(Records from a data collection):
-- Start --

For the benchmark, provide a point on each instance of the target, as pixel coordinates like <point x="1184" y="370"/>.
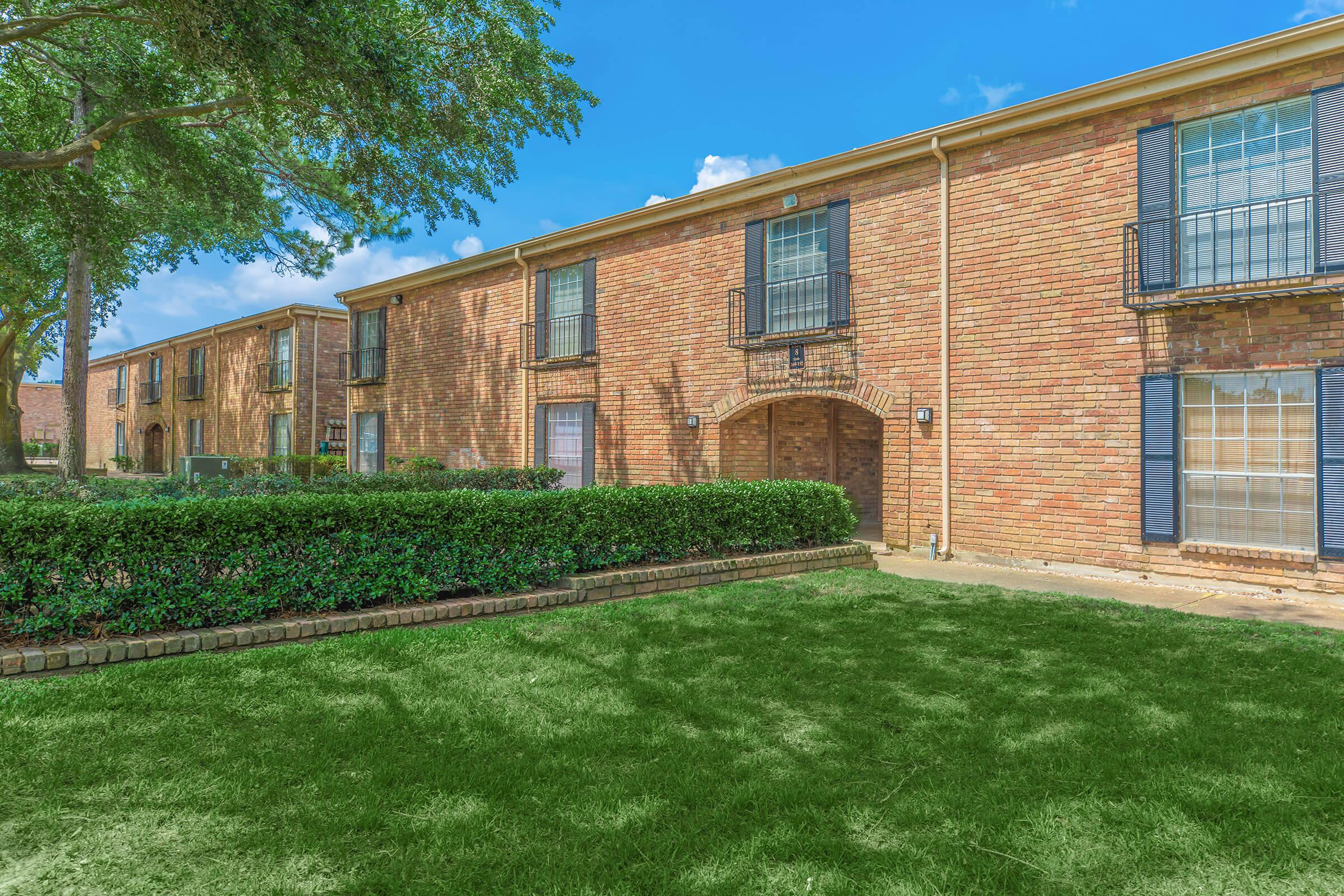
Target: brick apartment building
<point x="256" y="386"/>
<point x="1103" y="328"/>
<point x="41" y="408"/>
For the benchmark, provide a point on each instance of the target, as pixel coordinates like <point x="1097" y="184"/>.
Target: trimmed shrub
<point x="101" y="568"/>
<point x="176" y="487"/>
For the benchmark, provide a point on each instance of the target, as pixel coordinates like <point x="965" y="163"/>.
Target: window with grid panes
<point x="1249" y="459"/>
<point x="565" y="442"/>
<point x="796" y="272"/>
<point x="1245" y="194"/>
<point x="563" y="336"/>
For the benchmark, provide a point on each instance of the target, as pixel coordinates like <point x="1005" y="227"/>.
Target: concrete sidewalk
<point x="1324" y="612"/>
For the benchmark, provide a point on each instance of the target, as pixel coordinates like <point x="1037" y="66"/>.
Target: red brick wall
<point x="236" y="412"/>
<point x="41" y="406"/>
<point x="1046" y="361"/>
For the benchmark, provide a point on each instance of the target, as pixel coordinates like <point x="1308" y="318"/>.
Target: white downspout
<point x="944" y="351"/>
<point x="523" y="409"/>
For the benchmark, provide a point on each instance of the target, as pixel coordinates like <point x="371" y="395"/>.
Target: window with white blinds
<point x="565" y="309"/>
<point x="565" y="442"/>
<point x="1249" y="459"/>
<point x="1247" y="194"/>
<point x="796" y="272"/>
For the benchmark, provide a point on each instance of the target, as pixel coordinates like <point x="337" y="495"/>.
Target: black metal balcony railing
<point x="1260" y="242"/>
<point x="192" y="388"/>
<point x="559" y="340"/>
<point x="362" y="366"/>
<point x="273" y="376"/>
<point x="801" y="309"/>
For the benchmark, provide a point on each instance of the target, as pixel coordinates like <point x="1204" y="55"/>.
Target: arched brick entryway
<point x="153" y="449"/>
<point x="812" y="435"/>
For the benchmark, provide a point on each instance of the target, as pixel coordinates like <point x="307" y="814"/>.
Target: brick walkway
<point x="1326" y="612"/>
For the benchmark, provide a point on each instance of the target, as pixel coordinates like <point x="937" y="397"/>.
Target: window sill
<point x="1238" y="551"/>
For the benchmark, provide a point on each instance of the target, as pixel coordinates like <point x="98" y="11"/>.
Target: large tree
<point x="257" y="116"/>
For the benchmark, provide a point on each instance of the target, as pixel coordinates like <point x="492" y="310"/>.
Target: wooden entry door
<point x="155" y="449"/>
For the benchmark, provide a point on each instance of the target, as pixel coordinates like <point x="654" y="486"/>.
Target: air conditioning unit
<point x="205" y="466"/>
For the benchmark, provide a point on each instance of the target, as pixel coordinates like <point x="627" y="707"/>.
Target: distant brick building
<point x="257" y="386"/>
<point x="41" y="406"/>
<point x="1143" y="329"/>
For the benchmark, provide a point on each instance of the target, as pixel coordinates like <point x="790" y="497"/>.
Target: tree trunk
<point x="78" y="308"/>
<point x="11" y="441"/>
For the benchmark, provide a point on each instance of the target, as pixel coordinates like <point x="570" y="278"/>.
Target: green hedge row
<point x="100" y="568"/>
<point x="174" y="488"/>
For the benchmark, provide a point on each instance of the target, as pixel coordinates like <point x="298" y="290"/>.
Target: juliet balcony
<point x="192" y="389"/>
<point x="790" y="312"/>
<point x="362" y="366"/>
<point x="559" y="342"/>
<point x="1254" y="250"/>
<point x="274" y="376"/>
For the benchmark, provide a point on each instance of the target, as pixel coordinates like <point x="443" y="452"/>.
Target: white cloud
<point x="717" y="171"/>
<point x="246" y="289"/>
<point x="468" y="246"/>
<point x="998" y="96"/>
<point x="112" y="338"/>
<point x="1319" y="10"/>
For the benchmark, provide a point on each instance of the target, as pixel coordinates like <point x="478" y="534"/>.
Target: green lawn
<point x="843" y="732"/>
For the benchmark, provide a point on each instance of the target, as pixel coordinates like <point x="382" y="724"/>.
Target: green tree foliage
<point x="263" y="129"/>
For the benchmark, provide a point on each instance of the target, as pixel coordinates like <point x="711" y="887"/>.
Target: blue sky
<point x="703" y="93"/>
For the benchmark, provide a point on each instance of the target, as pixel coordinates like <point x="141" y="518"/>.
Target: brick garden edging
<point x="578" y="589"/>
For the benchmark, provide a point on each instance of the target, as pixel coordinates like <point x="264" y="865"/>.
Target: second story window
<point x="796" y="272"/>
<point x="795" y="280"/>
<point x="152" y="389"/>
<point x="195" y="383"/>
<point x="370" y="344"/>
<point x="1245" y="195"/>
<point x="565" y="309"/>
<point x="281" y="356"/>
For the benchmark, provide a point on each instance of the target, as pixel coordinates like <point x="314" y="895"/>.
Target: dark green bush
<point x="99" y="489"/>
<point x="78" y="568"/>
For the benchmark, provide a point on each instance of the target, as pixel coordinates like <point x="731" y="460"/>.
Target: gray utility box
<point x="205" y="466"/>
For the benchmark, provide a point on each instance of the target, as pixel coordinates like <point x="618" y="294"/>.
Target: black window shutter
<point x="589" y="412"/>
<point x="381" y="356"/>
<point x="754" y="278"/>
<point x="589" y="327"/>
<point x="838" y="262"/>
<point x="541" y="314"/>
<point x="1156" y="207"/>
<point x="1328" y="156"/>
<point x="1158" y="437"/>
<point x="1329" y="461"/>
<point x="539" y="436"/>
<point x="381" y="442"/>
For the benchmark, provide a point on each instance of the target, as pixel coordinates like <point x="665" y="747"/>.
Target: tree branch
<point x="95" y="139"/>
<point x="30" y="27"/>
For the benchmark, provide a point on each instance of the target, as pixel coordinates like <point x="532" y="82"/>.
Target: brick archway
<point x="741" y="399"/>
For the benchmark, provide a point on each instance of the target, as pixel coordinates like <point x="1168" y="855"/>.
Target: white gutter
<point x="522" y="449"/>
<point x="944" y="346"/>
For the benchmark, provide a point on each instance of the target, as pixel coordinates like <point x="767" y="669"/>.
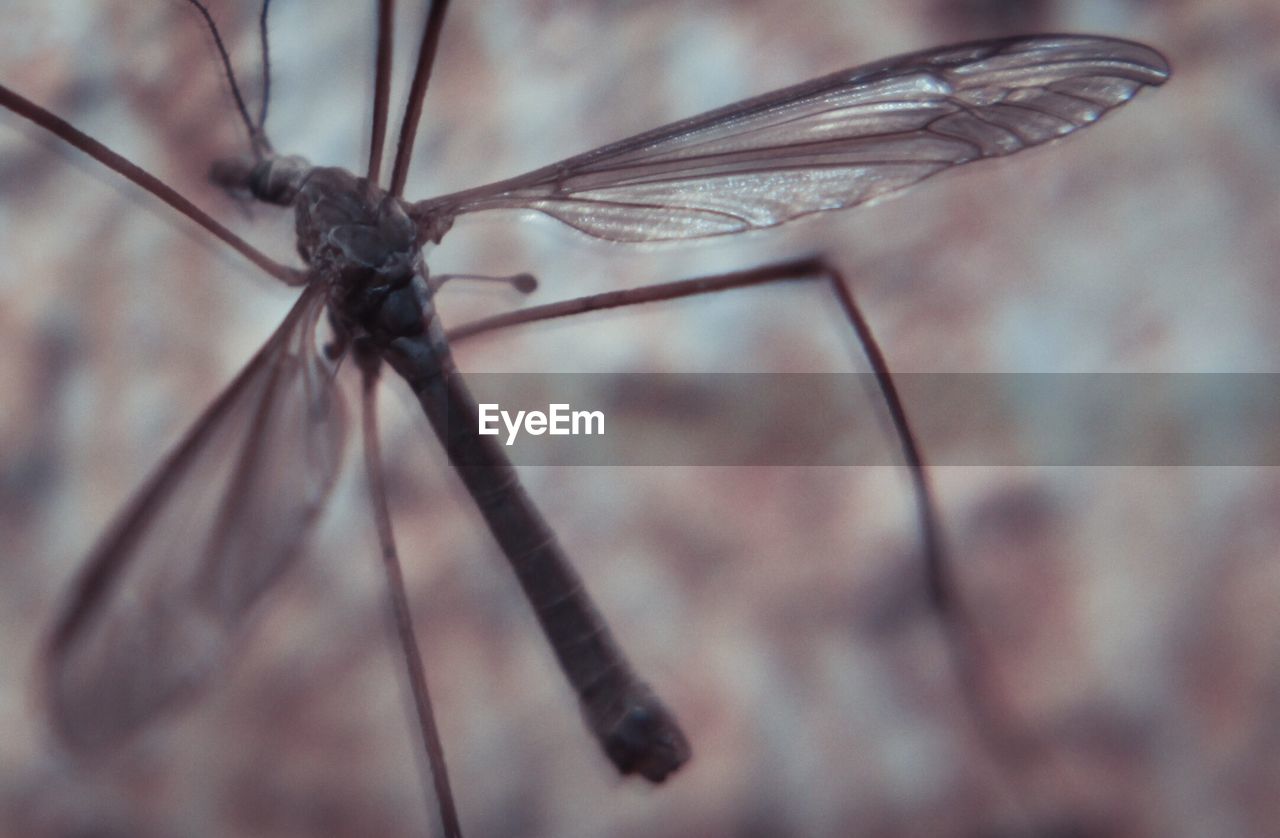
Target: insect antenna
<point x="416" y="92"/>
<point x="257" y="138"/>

-- End --

(Exercise instructions):
Identify every line in the records above that contains the word "brick", and copy each one in full.

(Answer in full):
Target: brick apartment building
Target: red brick wall
Target: arched brick entryway
Target: brick walkway
Target: distant brick building
Target: brick garden edging
Target: brick archway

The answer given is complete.